**Exercise goal**:
Reproduce every line of the listing below, requests included, but multiply each x and y coordinate in the answers by 1.1 and round to the nearest whole number, rounding halves up.

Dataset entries
• • • • •

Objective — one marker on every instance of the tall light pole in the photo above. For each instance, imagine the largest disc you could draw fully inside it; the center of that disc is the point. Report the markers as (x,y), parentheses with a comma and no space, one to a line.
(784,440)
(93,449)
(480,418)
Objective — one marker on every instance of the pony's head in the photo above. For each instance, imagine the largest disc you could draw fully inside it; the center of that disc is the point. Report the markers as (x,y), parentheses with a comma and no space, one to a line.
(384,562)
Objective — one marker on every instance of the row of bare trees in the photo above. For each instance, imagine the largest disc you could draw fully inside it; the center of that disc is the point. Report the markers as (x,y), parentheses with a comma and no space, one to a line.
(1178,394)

• • • • •

**Solution**:
Objective — one marker on every instance of the tall light pole in the photo above. For each instance, imagine the largest disc you could draw fully inside it; the center of that disc is the point. Report the markers as (x,y), parentheses with a comma and no space, one to a line.
(862,484)
(102,494)
(528,460)
Objective — one marker on every instance of the pony's head in the photo above. For each instance, imagine the largest disc you could draw fully inside it; the center of that disc is the point. Report the markers as (x,y), parentheses with a comma and no space, one to a line.
(422,618)
Objective — one marker on every instance of the row of bare trees in the photo above. For each instance, imagine the largest disc you could draw fully inside it; the center of that disc is the point. Report the markers as (x,y), parentheses with a comma and no space, one to a line.
(1296,433)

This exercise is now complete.